- • Created: uncertain
- • Abolished: 1603
- • Succeeded by: Barony of Tirawley, County Mayo
- Status: Túath (Territory)
- • Type: Parishes/Townlands

= Tír Amhlaidh =

Tír Amhlaidh was a túath in northwest Ireland. It is now represented by the barony of Tirawley, County Mayo. The name is derived from Amhalghaidh, son of Fíachra son of Eochaid Mugmedon of the Connachta group of early Gaelic dynasties.

==History==
The O'Dowds were chiefs, but were then replaced by the Barretts in the 13th century after the Battle of Kilroe was fought between the Barretts led by William Mór Barrett and the O'Dowds led by Taichlech O' Dubhdha. Several military families of Welsh extraction and associated with the Norman invasion settled in this region and intermarried with the local clans, namely Walshes, Joyces, Lawlesses, Lynotts, and Barretts.

==Organisation==
The O'Dowds kings were traditionally inaugurated at the site of Carn Amhalghaidh, now in the townland of Carns near Killala. The túath contained many castles as part of its defence network.

MATERIAL:
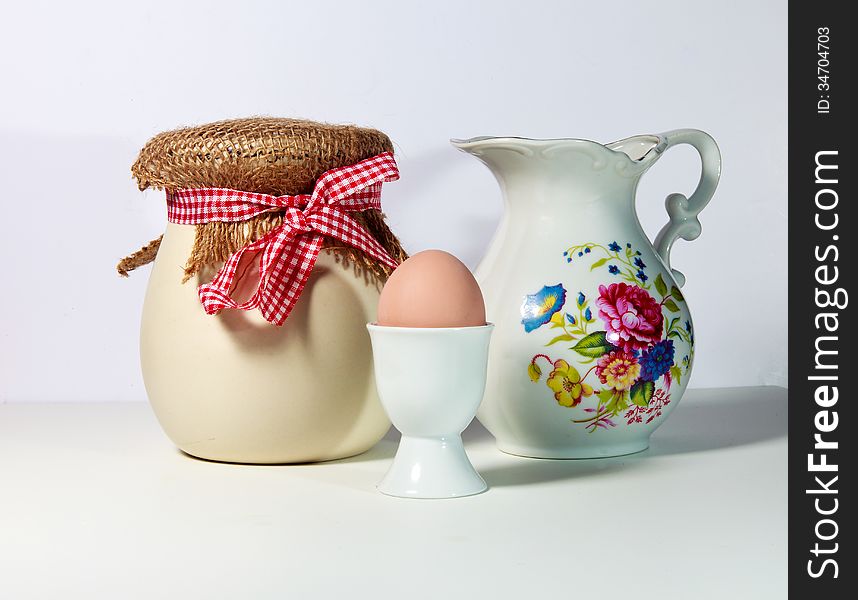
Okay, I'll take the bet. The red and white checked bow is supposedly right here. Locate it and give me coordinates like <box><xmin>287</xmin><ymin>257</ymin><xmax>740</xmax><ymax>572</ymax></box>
<box><xmin>167</xmin><ymin>152</ymin><xmax>399</xmax><ymax>325</ymax></box>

SET EXERCISE: Continue the article on Tír Amhlaidh above with the next part, starting after its last sentence.

EXERCISE ANSWER:
==Annalistic references==

- U913.6. Niall son of Aed led an expedition to Connacht and inflicted a battle-rout on the warriors of the north of Connacht, i.e. on the Uí Amalgada and the men of Umall, and they left behind a very large number either dead or captured, including Mael Cluiche son of Conchobor.
- M1205.2.Donat O'Beacdha, Bishop of Tyrawley, died.
- M1206.11. Rory O'Toghda, Chief of Bredagh in Hy-Awley Tirawley, died.
- M1207.9. Cathal Carragh, son of Dermot, who was son of Teige O'Mulrony, took a great prey from Cormac, son of Tomaltagh Mac Dermot, and O'Flynn of the Cataract, but was overtaken by some of the Connacians, namely, Dermot, son of Manus, who was son of Murtough O'Conor; Cormac, son of Tomaltagh; Conor God O'Hara, Lord of Leyny; and Donough O'Dowda, Lord of Tirawley and Tireragh; and a battle ensued, in which Cathal Carragh was defeated. He was taken prisoner, and blinded; and his son, Maurice, with the son of Cugranna O'Flanagan, and many others, were killed (in the battle).
- M1460.1. The monastery of Maighin in Tirawley, in the diocese of Killala, in Connaught, was founded by Mac William Burke, at the request of Nehemias O'Donohoe, the first Irish provincial vicar of the order of St. Francis de Observantia.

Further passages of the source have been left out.